:: What to do ::
In the anti-racism text below, list every area that the 63 recommendations of the National Anti-Racism Framework are said to span.

:: Text section ::
▼▼▼
A wave of hate, three communities struck

The Commission’s assessment is unsparing about the scale of racial and religious violence Australia has lived through over the past year. In December 2025, an antisemitic terrorist attack on a Hanukkah celebration in Sydney killed 15 people, including a 10-year-old girl. In January 2026, a homemade fragment bomb was thrown into a crowd of around 2,500 First Nations people and supporters at the Boorloo (Perth) Invasion Day rally. The following month, a man was arrested in Western Australia over an alleged terror plot targeting mosques, police and the WA Parliament — reportedly driven by white supremacist ideology.

“These attacks send shock waves through the affected communities,” de Kretser said. “When we fail to protect a minority group from harm, we fail as a nation.”

The 2023–24 figures cited in the report card are stark: a 316% rise in anti-Jewish incidents reported by the Executive Council of Australian Jewry compared with the previous year, and a 250% increase in online and 150% increase in in-person Islamophobic incidents over the same period.

“We must not accept Jewish families sending their children to schools which have to be protected by armed guards,” de Kretser told the Press Club. “We must not accept Muslim women being abused, spat at and assaulted.”

He drew explicit parallels with the experience of First Peoples, saying communities must not accept that “First Peoples parents, fearing their children and grandchildren will be harmed by police and justice systems meant to protect them” should be a normalised reality of Australian life.

Government still sitting on anti-racism framework

The Commission’s central political demand is that the Albanese government finally act on the National Anti-Racism Framework, which the Commission delivered to government in 2024 with 63 recommendations spanning justice, health, education, workplaces, media and the arts.

“Special Envoys against antisemitism and Islamophobia support it. Yet, the Australian Government still hasn’t agreed to implement any of its recommendations,” de Kretser said. “We’re urging the government to set up a taskforce or similar body to progress implementing the framework in a planned and prioritised way, and we stand ready to work with government on this.”

The framework has the backing of more than 150 civil society organisations, including a wide coalition of faith, disability, multicultural and First Nations bodies that have signed an open letter pressing the government to fund implementation.

“Special Envoys against antisemitism and Islamophobia support it (AHRC’s Anti-Racism Framework). Yet, the Australian Government still hasn’t agreed to implement any of its recommendations”

President Hugh de Kretser at his National Press Club Address on 29 April 2026
President Hugh de Kretser at his National Press Club Address on 29 April 2026.
▲▲▲
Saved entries
▼▼▼
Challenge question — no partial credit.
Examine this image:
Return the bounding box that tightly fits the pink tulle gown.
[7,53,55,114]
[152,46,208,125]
▲▲▲
:: Exercise solution ::
- Justice
- Health
- Education
- Workplaces
- Media
- The arts